**TASK DETAILS**
All that should be output is the block of lines below from the line with "of the dark" to the line with "[[361, 281], [90, 184], [335, 88], [485, 114]]", both included, exactly as written.

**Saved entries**
· · ·

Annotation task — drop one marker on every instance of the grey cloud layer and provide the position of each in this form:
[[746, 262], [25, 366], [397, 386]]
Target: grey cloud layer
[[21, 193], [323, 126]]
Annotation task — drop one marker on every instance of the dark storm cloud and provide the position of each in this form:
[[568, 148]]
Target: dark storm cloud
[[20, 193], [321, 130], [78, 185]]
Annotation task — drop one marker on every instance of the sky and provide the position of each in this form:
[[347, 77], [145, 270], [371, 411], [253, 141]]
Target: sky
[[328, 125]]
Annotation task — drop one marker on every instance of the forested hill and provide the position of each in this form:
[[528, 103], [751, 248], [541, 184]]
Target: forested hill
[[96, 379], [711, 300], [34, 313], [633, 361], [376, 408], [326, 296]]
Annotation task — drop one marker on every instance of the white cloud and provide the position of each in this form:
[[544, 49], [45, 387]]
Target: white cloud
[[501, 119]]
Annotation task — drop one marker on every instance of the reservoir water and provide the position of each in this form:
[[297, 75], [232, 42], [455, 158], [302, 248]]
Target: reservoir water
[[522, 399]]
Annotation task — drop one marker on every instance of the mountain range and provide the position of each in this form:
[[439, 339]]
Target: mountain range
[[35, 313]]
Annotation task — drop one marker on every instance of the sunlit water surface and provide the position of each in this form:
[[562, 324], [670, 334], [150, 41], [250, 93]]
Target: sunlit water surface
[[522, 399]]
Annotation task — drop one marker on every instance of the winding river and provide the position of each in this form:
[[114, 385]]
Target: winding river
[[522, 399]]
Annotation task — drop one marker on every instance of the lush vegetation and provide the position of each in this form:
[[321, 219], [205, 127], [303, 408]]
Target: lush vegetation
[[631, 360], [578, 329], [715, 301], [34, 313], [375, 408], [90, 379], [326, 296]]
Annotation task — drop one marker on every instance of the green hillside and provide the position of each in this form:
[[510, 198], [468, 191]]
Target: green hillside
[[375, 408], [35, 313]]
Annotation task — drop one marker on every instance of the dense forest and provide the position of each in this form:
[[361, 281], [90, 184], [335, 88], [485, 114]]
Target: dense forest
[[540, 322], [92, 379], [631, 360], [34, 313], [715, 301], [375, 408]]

· · ·

**ANSWER BELOW**
Annotation task — drop one marker on every instance of the dark storm cloud and provide the position of each in this form:
[[568, 148]]
Target: dark storm cloud
[[20, 193], [321, 130], [78, 185]]
Annotation task — drop one marker on every instance of the sky and provide the position of each in this form:
[[347, 77], [145, 270], [371, 411], [253, 141]]
Target: sky
[[328, 125]]
Annotation task — drop one marker on every instance of the forested hill and provide the position of each in this form:
[[528, 103], [751, 248], [541, 184]]
Target: forested hill
[[96, 379], [711, 300], [34, 313], [633, 361], [376, 408], [326, 296]]
Annotation task — drop one marker on every instance of the white cloud and provide the position of each in this form:
[[544, 49], [45, 387]]
Target: white cloud
[[501, 119]]
Annotation task — drop one marker on every instance of the reservoir water and provide the position of each in this form:
[[297, 75], [232, 42], [455, 158], [302, 248]]
Target: reservoir water
[[522, 399]]
Annotation task — drop one marker on every instance of the mountain range and provide the position of each in this form:
[[439, 339]]
Target: mountain range
[[35, 313]]
Annotation task — drop one marker on every instance of the sunlit water surface and provide the position of each in this form:
[[562, 324], [670, 334], [150, 41], [250, 93]]
Target: sunlit water surface
[[522, 399]]
Annotation task — drop one marker on every instance of the winding river and provide the position of each in this form:
[[114, 385]]
Target: winding river
[[522, 399]]
Annotation task — drop one marker on every instance of the lush vegetation and provide the position of each in this form:
[[321, 219], [205, 127], [303, 408]]
Target: lush vegetation
[[631, 360], [578, 329], [715, 301], [34, 313], [375, 408], [90, 379], [326, 296]]
Annotation task — drop one marker on every instance of the green hillside and provide the position of each in this form:
[[510, 198], [468, 191]]
Target: green hillside
[[375, 408], [35, 313]]
Annotation task — drop one marker on every instance of the dense forest and provide the position of each in this form:
[[361, 281], [90, 184], [335, 88], [485, 114]]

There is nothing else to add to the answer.